What you should do - Copy word for word the part of the passage on Generation X that begins with the words "Mahedy makes the" and ends with "lack of hope.".

Selected passage -

Trauma survivors are forced to engage with questions of meaning that others may never even consider. “Why did God allow this?” “What did I do to deserve this?” Evil becomes real and personal. Youthful illusions of omnipotence are shattered. Vulnerability becomes a permanent feature of consciousness.

Mahedy makes the connection between his work with Vietnam veterans and the members of Generation X he encounters on campus. He sees widespread problems with students struggling to develop a sense of stability and self-image. Young adults content with constant feelings of emptiness, depression, suicidal thinking, fear of the future, and lack of hope.

A key to the generational angst, Bernardi observes, is the experience of “aloneness”, resulting from abandonment and alienation. The alienated may seem fully engaged with others, but somehow portray a flatness of spirit in their relationships. This generation, the authors say, has grown up without their parents’ moral guidance and concern for spiritual wellbeing. The parental divorce rate is double that faced by the Boomers at the same age.

Generation X and its place in history, its destiny

Mahedy and Bernardi observe that Generation X in the United States was raised on the rubble of a “New Jerusalem” – the American dream of prosperity as ‘divine right’. This was the first wave to reach adulthood in the post-industrial or information age.

The authors provide a critique of Strauss and Howe’s theory of generational cycles in which Gen X (or 13th Gen) has developed as a reactive cohort responding to idealist Boomers. The Millennials, according to Strauss and Howe, are the new civic generation. The theory is that the Millennials will benefit from both the Xers desire to give better parenting than they received, and from Boomers conversion from narcissists into concerned midlife parents.

The authors point out that the Strauss and Howe theories have not taken into account the unprecedented rapidly accelerating pace of global, multicultural, interdependent technological civilisation. There is no evidence that the Boomers have undergone conversion from narcissism, immorality, self interest or greed. The social and moral pathology inflicted on Gen X is progressive – worse in younger cohorts. Mahedy and Bernardi wonder if Gen Xers will have enough emotional capacity to spend energy on parenting?

(Rows from a collection)
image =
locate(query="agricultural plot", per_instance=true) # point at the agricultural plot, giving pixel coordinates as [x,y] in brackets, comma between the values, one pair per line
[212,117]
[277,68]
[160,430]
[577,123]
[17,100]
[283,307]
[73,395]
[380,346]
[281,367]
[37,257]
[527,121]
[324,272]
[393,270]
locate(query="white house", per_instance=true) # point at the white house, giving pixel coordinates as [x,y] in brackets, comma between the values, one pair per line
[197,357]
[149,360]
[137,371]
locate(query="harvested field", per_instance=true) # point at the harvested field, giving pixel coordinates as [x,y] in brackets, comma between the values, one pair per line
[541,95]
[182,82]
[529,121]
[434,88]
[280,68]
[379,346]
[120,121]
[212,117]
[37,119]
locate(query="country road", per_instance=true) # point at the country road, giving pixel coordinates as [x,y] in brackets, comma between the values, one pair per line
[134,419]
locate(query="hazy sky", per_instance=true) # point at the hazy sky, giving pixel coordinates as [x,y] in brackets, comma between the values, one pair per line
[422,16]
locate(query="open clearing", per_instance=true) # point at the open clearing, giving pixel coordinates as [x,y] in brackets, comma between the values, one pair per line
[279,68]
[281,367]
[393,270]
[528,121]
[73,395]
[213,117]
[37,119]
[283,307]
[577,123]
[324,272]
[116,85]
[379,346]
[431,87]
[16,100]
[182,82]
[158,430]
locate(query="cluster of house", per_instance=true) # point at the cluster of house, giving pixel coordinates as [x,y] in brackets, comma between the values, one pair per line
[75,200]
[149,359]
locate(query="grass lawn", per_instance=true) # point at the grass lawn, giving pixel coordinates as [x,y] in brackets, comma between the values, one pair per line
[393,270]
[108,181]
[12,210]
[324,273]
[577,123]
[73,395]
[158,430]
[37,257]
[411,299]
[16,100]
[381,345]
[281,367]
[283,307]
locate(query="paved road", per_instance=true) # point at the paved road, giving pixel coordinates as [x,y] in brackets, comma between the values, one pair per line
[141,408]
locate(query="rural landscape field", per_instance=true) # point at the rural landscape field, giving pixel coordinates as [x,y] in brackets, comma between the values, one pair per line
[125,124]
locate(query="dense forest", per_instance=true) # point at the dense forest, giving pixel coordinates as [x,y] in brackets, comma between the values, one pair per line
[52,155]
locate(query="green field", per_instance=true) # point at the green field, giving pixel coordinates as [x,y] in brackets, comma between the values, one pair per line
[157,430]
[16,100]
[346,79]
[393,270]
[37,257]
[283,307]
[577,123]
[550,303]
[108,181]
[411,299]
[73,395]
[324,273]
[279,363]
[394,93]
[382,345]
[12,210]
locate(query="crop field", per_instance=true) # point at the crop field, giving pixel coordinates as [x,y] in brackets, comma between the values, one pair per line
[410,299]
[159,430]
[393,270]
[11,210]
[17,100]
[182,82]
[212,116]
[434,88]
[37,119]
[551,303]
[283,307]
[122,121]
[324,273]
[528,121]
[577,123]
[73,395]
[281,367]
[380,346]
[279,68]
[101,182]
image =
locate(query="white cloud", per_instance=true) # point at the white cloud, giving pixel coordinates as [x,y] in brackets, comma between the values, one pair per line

Expected output -
Mahedy makes the connection between his work with Vietnam veterans and the members of Generation X he encounters on campus. He sees widespread problems with students struggling to develop a sense of stability and self-image. Young adults content with constant feelings of emptiness, depression, suicidal thinking, fear of the future, and lack of hope.